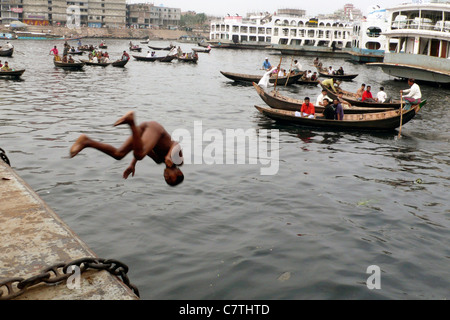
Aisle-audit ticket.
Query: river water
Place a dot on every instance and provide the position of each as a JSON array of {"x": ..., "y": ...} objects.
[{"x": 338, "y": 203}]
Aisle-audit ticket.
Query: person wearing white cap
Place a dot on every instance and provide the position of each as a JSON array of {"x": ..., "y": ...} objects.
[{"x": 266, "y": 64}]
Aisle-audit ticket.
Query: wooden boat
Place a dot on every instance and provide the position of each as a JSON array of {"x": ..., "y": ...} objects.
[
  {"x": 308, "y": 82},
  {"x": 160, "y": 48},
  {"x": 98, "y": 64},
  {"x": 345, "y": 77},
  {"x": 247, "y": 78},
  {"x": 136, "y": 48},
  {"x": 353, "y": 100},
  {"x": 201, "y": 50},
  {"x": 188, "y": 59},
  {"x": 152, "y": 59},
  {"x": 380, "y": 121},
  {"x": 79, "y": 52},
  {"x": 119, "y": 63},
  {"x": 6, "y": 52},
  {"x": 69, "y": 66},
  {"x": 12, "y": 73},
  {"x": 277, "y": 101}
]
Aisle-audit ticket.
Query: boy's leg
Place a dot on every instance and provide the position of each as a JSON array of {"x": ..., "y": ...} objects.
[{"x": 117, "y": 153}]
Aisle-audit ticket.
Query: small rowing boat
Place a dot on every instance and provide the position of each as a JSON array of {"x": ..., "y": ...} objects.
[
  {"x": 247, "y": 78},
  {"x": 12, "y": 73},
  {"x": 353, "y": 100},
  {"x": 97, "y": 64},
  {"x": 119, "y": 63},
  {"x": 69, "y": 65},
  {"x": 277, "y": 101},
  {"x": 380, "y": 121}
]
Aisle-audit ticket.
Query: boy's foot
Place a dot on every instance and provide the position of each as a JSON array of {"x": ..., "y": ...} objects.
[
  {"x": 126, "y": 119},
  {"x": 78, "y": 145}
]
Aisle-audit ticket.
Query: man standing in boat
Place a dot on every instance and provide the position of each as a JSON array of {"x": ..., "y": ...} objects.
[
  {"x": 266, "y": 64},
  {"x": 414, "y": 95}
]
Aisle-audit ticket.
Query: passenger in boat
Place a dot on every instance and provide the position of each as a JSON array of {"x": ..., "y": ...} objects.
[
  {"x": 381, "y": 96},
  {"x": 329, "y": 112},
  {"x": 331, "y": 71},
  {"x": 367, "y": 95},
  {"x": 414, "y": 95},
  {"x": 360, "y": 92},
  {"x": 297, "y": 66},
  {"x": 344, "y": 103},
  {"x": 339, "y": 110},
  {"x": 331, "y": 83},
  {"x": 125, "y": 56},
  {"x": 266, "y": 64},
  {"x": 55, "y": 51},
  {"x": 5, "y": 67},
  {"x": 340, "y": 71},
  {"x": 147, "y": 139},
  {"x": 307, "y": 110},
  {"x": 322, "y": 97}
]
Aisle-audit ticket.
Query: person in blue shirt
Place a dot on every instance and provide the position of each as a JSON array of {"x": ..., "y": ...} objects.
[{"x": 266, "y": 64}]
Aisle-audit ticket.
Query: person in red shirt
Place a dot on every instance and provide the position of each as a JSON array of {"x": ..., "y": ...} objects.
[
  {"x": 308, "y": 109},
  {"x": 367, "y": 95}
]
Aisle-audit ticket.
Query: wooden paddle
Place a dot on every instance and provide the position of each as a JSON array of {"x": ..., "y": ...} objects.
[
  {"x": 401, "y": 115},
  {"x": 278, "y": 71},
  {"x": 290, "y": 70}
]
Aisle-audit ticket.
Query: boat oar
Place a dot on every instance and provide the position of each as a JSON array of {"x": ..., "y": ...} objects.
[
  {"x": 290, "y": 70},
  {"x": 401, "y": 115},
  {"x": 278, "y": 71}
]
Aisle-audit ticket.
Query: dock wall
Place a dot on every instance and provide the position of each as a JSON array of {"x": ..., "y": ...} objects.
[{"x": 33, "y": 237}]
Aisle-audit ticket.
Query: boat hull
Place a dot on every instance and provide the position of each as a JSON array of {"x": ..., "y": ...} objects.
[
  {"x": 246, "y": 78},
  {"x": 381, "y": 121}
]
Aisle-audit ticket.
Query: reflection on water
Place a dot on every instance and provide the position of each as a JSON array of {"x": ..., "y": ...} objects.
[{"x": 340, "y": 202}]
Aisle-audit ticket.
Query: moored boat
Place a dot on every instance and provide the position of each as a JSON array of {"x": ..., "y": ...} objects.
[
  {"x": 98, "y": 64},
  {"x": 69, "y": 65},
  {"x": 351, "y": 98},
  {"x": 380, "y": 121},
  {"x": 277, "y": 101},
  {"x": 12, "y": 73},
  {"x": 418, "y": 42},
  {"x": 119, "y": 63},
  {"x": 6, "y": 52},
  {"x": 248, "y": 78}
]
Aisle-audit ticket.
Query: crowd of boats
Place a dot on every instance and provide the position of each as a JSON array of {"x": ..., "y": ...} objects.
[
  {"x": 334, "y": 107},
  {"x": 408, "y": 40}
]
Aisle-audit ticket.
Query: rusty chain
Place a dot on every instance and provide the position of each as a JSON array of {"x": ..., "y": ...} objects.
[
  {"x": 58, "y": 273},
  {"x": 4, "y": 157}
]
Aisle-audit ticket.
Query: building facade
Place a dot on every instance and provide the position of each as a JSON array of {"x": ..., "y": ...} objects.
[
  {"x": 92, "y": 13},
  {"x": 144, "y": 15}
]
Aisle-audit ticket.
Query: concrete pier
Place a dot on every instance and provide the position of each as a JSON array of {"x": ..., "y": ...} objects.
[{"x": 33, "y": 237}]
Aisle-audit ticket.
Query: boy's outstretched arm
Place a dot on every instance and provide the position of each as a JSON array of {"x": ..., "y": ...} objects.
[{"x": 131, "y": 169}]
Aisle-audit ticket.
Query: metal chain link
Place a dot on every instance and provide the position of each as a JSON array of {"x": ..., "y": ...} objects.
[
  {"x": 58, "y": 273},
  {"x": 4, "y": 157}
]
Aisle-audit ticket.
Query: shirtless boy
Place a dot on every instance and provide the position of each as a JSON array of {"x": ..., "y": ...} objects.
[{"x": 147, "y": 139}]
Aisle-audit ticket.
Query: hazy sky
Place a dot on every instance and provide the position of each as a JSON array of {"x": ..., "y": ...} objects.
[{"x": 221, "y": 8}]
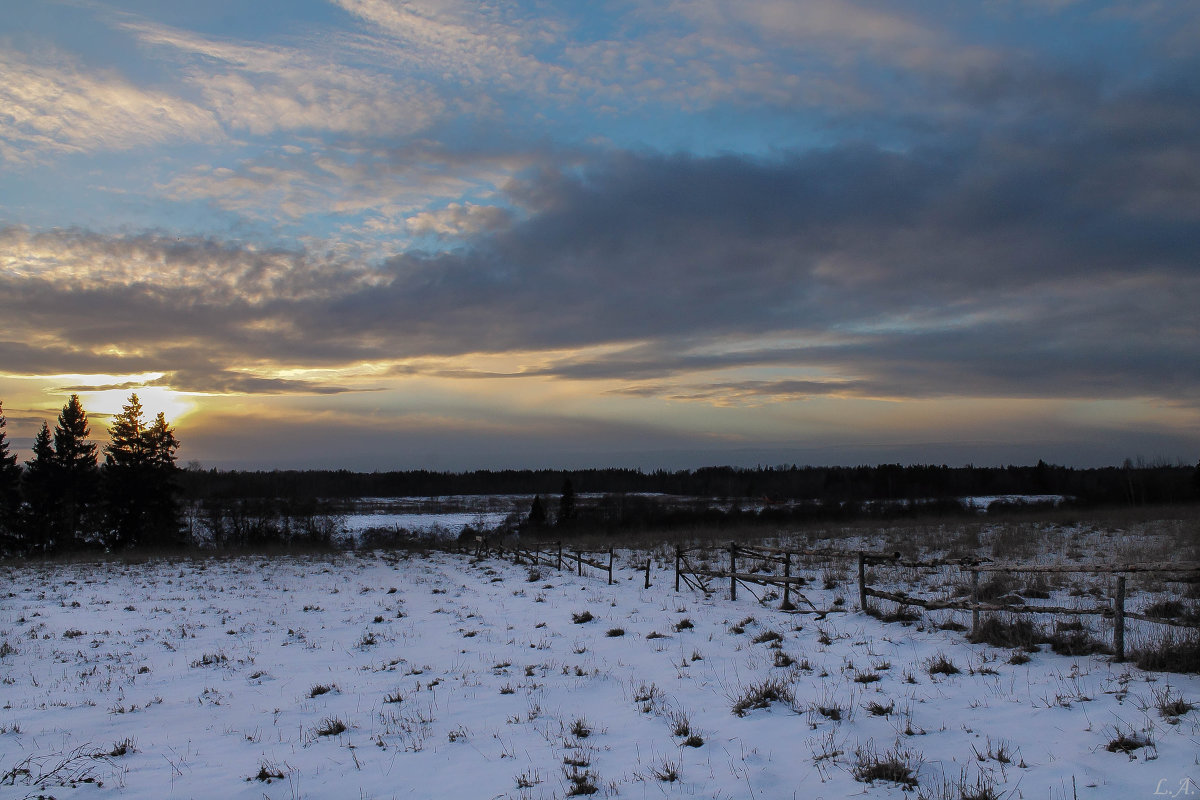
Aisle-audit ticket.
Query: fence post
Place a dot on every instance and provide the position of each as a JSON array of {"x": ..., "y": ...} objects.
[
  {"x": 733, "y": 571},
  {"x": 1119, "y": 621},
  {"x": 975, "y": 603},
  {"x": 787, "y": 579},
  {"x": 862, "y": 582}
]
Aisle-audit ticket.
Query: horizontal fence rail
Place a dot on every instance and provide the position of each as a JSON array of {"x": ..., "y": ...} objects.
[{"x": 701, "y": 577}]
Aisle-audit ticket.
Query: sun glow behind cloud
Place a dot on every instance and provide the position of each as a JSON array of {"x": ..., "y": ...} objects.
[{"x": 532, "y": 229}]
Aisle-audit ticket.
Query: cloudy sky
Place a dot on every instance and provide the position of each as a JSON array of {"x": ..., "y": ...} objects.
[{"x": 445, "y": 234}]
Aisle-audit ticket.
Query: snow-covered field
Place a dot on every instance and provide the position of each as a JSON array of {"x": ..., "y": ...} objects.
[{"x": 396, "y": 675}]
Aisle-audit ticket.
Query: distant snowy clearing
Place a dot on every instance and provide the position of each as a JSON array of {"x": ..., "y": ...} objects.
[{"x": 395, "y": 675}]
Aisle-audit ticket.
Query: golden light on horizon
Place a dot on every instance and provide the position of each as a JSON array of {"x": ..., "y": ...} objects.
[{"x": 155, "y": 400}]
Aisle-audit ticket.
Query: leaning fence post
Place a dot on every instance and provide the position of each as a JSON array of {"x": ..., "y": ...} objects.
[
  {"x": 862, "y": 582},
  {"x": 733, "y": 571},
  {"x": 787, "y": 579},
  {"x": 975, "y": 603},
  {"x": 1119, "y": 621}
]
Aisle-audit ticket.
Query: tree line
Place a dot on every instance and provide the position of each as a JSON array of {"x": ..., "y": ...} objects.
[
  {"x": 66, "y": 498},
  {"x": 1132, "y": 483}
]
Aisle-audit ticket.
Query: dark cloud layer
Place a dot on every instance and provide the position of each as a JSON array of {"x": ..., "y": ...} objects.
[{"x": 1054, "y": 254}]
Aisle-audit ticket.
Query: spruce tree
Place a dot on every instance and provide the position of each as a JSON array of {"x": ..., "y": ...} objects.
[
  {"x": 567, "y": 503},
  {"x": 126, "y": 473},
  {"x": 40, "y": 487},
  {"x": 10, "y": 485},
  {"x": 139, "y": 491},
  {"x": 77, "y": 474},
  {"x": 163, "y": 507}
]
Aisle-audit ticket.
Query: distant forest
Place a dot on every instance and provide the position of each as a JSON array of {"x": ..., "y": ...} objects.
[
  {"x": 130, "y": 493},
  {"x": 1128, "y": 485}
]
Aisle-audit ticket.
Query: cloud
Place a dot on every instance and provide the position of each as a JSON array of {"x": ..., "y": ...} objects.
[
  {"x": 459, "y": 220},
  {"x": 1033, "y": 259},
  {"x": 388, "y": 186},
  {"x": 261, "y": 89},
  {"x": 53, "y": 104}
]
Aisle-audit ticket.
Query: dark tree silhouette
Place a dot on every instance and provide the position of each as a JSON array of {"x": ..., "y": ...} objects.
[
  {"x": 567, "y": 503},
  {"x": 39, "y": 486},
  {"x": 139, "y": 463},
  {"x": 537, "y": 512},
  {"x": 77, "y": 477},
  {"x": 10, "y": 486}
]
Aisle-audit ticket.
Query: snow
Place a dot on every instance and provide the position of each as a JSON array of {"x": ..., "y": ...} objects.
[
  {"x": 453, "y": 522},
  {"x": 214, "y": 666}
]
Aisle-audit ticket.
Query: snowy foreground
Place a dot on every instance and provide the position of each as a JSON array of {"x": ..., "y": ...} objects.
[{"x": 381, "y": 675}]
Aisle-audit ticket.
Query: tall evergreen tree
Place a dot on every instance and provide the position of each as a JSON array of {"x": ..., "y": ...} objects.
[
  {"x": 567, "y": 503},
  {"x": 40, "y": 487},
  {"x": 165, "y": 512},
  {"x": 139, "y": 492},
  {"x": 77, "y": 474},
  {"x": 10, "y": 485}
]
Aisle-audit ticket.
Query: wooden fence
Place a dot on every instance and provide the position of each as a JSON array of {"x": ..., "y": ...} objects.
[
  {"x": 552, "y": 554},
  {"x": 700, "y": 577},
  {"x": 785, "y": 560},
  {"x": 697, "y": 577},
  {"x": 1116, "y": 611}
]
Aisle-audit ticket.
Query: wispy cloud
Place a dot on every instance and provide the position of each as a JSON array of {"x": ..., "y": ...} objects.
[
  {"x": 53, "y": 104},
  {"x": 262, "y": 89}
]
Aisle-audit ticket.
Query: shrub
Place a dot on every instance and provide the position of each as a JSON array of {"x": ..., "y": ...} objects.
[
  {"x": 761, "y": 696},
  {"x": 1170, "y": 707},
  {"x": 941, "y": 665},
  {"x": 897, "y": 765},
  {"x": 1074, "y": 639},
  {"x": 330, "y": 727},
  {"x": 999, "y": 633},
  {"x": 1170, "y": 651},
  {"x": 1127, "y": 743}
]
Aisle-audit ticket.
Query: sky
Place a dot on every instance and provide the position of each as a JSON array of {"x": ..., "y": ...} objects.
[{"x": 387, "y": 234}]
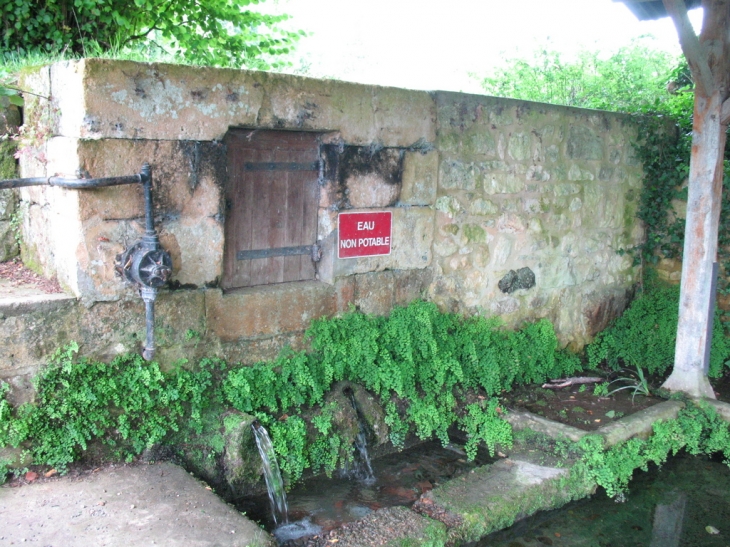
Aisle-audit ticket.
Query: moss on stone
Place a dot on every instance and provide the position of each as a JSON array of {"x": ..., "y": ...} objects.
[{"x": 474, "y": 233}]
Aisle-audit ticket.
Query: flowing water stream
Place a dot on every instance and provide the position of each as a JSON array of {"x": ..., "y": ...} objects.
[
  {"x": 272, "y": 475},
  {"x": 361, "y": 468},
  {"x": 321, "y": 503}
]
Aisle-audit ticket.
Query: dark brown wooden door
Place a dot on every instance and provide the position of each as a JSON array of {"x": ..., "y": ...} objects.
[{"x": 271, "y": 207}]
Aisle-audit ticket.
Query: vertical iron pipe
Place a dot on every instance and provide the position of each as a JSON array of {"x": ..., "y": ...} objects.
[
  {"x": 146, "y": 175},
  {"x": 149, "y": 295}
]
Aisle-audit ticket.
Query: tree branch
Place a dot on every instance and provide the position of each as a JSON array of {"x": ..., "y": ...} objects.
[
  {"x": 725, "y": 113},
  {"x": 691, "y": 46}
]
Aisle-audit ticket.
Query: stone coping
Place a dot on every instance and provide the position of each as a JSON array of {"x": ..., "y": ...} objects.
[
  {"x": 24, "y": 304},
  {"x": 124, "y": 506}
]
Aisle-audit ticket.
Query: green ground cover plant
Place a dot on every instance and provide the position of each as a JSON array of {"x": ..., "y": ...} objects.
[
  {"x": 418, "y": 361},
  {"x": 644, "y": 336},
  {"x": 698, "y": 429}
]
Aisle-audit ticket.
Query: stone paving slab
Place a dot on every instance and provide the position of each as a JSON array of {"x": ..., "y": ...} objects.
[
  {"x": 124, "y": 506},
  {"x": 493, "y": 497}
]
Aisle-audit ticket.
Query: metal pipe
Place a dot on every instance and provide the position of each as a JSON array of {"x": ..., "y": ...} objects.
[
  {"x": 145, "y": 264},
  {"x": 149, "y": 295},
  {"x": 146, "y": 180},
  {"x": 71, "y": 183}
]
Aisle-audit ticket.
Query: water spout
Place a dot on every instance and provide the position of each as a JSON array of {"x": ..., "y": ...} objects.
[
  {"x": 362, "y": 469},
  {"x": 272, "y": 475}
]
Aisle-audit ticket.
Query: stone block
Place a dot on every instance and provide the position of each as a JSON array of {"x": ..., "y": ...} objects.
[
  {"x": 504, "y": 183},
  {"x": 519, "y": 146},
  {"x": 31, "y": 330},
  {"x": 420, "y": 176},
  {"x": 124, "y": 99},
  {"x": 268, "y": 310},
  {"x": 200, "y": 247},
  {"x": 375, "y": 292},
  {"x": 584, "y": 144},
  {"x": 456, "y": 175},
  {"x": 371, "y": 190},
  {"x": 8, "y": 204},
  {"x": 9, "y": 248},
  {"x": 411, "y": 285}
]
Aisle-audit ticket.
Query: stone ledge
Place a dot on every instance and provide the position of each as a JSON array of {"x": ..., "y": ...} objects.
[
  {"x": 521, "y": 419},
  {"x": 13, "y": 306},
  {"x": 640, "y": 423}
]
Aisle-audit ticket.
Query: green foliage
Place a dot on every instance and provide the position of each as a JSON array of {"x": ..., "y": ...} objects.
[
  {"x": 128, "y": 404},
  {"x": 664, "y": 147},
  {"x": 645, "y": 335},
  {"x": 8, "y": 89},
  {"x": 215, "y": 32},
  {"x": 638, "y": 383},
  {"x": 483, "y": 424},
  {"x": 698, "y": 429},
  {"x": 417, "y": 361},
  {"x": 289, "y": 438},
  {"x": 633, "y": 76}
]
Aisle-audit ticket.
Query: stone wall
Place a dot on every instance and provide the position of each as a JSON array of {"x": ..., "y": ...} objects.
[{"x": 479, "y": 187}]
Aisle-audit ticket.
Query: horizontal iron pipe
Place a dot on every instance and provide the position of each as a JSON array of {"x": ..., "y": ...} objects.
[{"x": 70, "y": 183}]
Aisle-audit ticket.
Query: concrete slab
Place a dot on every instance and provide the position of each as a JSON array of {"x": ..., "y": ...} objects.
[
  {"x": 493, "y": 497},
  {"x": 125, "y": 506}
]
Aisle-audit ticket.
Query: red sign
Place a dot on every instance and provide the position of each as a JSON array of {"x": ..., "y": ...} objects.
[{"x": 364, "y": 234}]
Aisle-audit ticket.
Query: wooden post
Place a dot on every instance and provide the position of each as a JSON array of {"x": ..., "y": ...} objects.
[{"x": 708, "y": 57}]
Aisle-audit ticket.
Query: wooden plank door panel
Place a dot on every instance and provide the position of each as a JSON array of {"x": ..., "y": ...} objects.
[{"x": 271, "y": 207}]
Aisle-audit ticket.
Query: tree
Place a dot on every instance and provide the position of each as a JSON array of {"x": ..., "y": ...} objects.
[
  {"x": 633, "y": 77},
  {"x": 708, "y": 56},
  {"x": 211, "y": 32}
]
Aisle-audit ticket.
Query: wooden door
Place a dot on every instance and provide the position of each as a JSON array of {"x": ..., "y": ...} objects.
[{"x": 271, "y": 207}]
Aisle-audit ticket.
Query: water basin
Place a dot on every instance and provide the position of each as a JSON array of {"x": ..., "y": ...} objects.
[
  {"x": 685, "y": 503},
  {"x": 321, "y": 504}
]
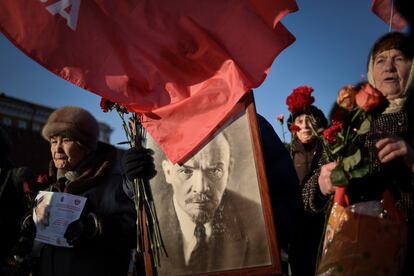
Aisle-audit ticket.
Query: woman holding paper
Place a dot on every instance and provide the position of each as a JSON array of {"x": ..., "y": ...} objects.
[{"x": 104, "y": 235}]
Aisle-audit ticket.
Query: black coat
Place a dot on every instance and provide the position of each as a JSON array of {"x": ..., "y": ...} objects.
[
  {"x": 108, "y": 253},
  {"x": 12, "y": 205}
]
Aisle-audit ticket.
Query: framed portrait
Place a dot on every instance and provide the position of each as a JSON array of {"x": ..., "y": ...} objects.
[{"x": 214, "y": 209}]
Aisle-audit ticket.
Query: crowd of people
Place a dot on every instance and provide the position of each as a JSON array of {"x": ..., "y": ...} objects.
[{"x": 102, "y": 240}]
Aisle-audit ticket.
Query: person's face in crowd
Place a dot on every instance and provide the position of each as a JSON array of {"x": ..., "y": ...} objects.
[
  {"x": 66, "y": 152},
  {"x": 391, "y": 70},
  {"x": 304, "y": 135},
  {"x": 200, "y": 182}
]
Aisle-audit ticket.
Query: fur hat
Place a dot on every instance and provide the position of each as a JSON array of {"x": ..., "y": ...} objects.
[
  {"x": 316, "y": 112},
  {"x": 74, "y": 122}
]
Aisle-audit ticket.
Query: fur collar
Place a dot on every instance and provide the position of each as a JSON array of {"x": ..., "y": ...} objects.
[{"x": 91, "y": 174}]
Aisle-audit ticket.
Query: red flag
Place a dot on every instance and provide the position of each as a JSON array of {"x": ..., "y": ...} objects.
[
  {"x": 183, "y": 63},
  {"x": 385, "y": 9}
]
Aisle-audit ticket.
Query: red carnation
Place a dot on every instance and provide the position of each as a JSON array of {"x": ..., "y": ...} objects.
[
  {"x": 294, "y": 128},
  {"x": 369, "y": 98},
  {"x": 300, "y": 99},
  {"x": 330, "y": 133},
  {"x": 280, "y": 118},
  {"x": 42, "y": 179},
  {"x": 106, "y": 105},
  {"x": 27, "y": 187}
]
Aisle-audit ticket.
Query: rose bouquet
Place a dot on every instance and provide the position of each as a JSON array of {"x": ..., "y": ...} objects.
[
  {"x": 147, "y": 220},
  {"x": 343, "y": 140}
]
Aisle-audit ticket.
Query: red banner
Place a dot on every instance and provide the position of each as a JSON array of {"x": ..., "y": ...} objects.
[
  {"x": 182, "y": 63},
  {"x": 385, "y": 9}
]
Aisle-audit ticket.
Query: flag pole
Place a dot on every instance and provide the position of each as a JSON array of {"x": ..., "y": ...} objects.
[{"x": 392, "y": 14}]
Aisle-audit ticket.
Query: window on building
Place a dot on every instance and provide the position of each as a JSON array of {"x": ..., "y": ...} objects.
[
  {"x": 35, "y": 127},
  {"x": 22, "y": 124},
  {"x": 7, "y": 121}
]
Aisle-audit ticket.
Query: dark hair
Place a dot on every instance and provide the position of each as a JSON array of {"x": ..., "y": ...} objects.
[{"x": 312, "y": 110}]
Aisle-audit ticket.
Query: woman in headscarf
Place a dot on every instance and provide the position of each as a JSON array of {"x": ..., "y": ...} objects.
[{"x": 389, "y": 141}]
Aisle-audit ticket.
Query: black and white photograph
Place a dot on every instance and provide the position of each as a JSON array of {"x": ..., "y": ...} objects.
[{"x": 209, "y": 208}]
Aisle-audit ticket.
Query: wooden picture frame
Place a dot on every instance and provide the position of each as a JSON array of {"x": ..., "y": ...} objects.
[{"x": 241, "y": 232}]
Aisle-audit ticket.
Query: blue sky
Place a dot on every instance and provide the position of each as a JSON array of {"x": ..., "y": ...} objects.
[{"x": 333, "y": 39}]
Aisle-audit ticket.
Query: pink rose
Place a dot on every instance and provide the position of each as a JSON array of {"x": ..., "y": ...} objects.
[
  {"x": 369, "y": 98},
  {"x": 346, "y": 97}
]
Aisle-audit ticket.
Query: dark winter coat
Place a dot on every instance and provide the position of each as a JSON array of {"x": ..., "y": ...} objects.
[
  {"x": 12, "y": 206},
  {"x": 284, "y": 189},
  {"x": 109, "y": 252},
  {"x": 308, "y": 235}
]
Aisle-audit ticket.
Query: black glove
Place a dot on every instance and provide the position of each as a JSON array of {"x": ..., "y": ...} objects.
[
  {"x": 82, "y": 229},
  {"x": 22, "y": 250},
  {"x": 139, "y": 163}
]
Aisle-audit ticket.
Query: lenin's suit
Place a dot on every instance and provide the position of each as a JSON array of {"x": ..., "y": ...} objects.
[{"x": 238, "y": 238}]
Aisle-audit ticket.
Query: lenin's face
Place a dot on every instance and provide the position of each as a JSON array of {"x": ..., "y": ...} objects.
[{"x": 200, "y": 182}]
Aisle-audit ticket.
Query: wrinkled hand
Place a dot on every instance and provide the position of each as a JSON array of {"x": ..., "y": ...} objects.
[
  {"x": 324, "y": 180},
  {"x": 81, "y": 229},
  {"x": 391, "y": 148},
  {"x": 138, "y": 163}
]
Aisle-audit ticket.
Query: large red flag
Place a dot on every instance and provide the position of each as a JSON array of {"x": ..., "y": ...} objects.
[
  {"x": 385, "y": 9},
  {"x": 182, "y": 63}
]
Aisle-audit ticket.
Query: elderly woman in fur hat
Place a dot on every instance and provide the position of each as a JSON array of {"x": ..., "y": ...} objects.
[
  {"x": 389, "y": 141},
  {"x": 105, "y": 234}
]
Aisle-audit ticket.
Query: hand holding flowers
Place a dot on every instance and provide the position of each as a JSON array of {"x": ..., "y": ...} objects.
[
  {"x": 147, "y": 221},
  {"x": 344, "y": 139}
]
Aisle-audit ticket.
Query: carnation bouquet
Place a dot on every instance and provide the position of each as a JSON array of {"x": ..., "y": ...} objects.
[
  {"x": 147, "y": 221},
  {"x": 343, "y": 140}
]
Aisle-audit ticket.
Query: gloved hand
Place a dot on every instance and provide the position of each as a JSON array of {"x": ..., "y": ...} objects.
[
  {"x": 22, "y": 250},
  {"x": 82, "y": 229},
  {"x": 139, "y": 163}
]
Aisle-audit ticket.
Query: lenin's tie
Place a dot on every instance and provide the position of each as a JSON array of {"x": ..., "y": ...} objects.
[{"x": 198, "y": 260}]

————

### TASK OBJECTIVE
Report every line in the entries above that contains the string "chain", and copy each such line in full. Treat the match as case-sensitive.

### THE ANSWER
Query: rusty chain
Query: metal chain link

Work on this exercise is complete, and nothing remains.